**TASK STATEMENT:**
Quote each line exactly, from the line that contains "Point out every instance of the book" down to the last line of the listing, and no other lines.

**RAW RECORDS:**
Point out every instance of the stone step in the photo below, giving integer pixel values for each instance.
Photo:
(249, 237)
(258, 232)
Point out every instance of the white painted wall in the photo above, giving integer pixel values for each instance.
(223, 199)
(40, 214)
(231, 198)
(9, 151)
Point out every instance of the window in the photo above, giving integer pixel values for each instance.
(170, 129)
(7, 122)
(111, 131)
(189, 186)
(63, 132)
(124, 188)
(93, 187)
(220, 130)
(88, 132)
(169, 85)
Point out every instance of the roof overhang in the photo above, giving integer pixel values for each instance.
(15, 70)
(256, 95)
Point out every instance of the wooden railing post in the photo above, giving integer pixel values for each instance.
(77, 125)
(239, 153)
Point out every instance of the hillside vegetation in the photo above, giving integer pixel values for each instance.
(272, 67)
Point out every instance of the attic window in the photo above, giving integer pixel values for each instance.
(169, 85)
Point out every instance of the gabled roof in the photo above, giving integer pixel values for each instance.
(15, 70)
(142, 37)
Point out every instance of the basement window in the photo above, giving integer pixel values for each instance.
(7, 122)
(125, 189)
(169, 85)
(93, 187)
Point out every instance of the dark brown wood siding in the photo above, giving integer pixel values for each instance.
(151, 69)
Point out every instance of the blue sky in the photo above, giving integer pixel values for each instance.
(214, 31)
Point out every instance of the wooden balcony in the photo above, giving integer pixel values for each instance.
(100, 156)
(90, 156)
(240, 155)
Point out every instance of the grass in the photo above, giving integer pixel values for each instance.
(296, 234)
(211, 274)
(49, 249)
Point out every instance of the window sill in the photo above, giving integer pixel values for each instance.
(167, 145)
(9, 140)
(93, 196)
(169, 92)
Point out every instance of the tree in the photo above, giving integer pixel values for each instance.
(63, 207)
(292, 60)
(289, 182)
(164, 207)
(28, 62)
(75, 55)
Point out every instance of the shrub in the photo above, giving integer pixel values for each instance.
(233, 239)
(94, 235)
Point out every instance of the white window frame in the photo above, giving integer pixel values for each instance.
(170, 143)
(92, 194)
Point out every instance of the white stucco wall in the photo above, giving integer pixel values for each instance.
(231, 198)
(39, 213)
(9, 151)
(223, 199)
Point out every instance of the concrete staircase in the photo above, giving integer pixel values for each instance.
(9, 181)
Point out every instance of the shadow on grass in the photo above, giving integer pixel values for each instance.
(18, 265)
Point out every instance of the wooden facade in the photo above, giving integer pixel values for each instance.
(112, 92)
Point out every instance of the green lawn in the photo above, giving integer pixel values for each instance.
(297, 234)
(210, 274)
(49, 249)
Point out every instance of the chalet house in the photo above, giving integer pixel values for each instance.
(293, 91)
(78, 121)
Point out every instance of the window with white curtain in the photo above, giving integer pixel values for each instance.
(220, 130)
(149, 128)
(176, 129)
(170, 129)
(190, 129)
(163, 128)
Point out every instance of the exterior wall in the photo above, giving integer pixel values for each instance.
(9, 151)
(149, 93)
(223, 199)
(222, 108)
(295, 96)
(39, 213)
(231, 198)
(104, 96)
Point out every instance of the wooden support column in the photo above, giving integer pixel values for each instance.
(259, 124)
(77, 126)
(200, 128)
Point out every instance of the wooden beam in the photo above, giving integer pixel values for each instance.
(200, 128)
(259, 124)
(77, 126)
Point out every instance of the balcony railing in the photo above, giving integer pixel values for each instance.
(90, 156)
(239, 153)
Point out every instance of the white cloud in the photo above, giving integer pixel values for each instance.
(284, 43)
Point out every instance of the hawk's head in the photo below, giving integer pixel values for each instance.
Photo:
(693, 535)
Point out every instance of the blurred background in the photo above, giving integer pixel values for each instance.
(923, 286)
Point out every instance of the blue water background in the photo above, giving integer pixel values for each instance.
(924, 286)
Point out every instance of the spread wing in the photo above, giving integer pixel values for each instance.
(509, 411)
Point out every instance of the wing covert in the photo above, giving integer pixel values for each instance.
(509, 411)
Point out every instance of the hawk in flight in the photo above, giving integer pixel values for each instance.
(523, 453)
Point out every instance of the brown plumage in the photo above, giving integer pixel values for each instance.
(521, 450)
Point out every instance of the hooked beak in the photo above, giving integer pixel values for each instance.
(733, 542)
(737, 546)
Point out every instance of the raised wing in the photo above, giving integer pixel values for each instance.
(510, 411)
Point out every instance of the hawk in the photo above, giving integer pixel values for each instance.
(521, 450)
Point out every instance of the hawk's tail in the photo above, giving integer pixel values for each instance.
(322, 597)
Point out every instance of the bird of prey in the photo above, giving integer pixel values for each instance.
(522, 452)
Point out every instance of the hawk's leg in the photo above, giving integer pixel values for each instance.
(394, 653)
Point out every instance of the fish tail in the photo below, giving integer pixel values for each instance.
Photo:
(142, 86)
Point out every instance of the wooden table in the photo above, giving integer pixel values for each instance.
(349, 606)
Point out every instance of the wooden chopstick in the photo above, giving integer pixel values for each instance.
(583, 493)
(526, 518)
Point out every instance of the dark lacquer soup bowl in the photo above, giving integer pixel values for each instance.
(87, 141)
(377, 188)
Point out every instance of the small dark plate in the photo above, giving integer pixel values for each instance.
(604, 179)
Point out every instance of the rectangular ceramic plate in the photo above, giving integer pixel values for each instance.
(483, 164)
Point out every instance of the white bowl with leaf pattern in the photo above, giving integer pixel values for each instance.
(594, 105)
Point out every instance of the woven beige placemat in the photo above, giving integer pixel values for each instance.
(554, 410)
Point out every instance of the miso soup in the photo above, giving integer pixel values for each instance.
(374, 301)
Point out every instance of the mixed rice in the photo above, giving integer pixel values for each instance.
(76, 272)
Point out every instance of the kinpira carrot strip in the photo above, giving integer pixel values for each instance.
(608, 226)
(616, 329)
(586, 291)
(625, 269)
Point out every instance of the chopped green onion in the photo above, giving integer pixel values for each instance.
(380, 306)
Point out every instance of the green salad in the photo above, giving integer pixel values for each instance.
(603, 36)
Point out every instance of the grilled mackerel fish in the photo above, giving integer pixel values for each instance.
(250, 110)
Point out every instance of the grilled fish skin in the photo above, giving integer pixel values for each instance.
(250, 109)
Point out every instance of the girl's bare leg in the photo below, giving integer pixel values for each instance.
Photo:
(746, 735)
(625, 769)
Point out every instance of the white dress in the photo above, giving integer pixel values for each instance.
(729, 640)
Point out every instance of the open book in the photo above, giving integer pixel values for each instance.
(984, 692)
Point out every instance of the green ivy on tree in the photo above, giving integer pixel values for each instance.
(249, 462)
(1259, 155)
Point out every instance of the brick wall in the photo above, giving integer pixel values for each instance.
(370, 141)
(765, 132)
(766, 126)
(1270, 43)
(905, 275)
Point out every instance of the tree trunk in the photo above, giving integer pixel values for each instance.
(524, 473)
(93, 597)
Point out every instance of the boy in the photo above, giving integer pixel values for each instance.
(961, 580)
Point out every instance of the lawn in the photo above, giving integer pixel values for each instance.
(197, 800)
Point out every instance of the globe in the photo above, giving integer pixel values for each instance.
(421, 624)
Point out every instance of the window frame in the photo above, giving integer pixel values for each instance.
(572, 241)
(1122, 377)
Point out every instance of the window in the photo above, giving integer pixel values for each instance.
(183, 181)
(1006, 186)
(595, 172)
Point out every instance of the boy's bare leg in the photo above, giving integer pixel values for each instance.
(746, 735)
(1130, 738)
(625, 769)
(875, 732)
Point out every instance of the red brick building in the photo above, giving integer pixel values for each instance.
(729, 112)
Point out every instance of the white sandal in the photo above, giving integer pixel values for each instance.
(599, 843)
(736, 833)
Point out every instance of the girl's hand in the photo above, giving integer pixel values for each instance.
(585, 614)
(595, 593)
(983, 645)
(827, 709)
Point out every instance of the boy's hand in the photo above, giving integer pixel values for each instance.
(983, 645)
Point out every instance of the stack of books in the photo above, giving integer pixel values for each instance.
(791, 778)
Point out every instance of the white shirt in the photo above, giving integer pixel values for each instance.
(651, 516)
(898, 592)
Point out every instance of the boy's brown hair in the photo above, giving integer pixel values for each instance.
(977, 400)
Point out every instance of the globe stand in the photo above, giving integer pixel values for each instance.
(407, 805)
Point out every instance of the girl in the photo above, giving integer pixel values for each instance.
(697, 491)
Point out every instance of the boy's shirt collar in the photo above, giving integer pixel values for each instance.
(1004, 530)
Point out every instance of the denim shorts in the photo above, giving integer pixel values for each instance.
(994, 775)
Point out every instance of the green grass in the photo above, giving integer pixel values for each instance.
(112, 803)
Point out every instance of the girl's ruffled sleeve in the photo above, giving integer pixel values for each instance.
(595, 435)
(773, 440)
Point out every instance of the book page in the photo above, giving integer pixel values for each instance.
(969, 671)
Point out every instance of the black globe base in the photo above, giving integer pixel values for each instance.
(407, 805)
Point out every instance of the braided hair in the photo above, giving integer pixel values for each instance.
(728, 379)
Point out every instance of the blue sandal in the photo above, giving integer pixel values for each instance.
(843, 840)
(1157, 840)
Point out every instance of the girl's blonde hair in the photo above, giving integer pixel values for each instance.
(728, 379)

**EXPECTED ANSWER:**
Point out every instance of the book page in the photo above, giving integer pixel values for each instance.
(969, 671)
Point out every instance of the black globe base in the photo above, giving integer pixel values for each instance.
(407, 805)
Point out every instance of the braided hair in the photo above, giving integer pixel values for each instance.
(728, 379)
Point out every instance of the blue sandal in the photo above, giving integer pixel values for each instance.
(843, 840)
(1157, 840)
Point out every instance of the girl's blonde hair in the photo above, giving integer pixel values for each instance.
(728, 379)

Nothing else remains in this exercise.